— START —
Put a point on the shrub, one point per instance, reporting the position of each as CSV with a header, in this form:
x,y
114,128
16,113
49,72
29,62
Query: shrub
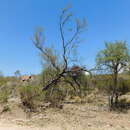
x,y
4,95
29,96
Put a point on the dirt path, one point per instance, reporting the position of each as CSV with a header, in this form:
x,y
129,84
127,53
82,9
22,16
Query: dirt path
x,y
72,117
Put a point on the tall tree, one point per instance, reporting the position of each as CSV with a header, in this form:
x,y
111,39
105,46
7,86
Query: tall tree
x,y
114,58
69,40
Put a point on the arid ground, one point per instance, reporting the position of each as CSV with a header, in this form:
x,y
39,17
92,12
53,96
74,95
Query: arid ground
x,y
71,117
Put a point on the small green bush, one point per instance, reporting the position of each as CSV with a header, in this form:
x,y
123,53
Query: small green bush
x,y
29,96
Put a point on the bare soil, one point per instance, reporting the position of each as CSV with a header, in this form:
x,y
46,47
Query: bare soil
x,y
71,117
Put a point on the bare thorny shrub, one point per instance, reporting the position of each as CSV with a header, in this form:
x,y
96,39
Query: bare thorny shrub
x,y
59,67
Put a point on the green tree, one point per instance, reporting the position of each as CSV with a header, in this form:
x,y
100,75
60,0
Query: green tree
x,y
114,58
17,73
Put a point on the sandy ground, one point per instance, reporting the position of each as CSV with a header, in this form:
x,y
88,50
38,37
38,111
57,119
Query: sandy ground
x,y
71,117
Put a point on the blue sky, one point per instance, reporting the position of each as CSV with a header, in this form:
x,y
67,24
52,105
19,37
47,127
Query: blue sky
x,y
108,20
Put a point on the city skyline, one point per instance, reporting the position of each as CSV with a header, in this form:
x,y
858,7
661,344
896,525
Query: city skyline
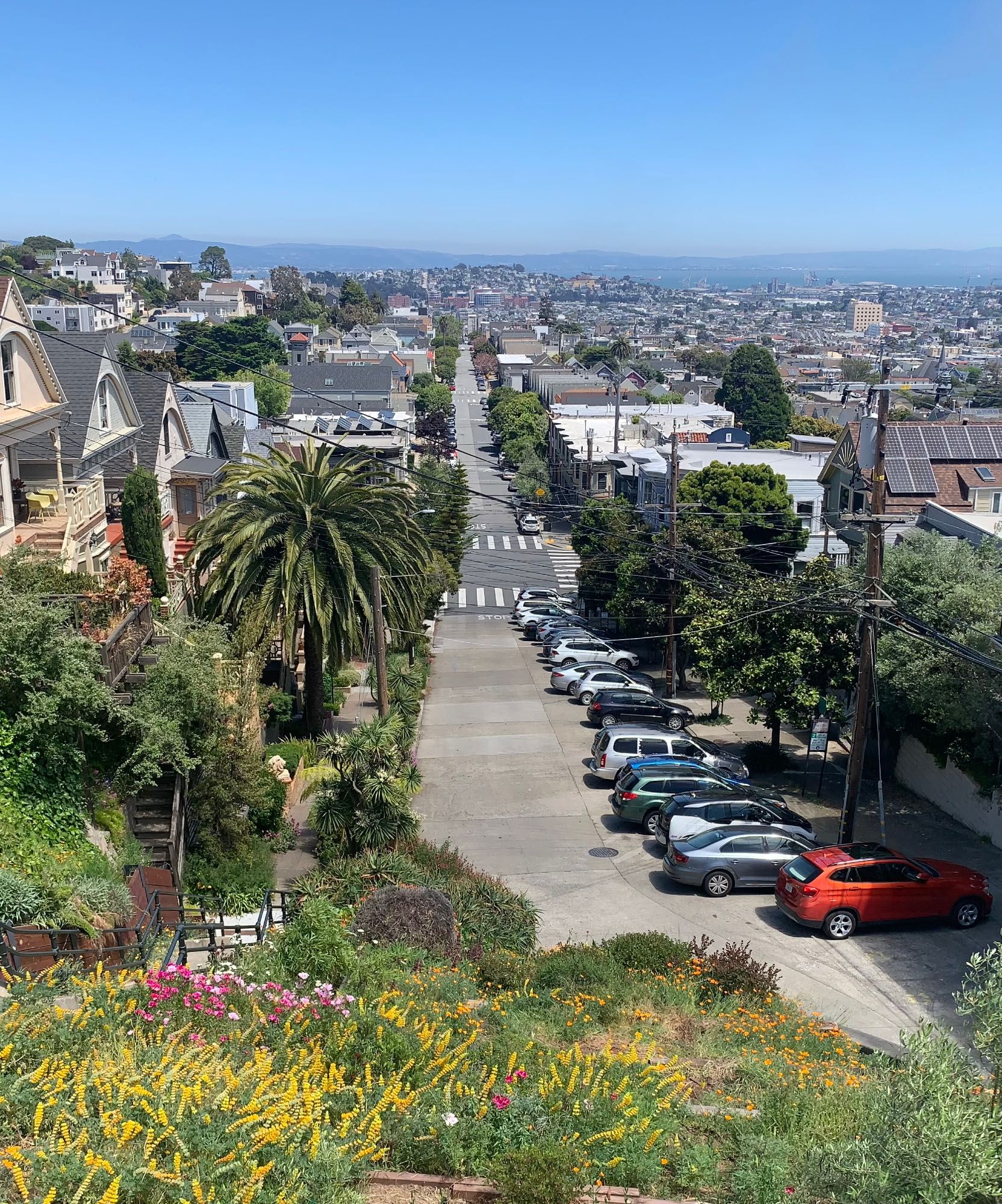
x,y
667,132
— END —
Change "one point per instance" to "one point for each instance" everywhere in the rows above and write all of them out again with nothing else altered, leaving the pictures out.

-- Correct answer --
Put a point on the shrub, one point for each instance, reporting the position of each as CSV with a header, in this form:
x,y
114,128
16,113
49,72
29,62
Query: shrub
x,y
4,95
29,96
Put a point on the dirt path, one point for each instance, reporting the position of each as CSV with a header, in this form:
x,y
129,84
127,53
82,9
22,16
Query: dirt path
x,y
72,117
Put a point on the tall tree, one point for each instance, reporting the position of each as CSV with a header, in this form:
x,y
111,39
105,46
7,86
Query: tall tree
x,y
114,58
69,40
Put a point on the arid ground, one point for each instance, reporting the position of each as CSV with a header, in this form:
x,y
39,17
92,12
53,96
74,95
Query: arid ground
x,y
71,117
Put a point on the small green bush, one point for each instance, reporting the position of each as CSV with a header, in this form:
x,y
123,53
Query: small green bush
x,y
29,96
Put a point on the bare soil, one point for each instance, reporting the position of each as CSV with a header, in this form:
x,y
46,47
Query: bare soil
x,y
71,117
Put a point on the bare thorny shrub, one point for each instance, reporting the position of each as CSV with a header, in this form:
x,y
96,39
Query: bare thorny shrub
x,y
59,67
Put a point on the green tree, one point for each instance, reporting the position of each as CSV with a header, in this form:
x,y
100,75
60,0
Query: green tree
x,y
114,58
17,73
Put a point on the sandy ground, one point for each instance, reporting the position of each as CSV with a header, in this form:
x,y
88,50
38,37
38,111
57,119
Query: sandy ground
x,y
71,117
Put a point on the blue sky, one point for each instance, reporting the position of each as CSV with a header, in this form:
x,y
67,24
52,105
19,37
47,127
Query: blue sky
x,y
108,20
Put a point on the city skyline, one point for each instance, reporting the position of each as CSV with a header, in this form:
x,y
858,7
661,344
896,525
Query: city skyline
x,y
667,132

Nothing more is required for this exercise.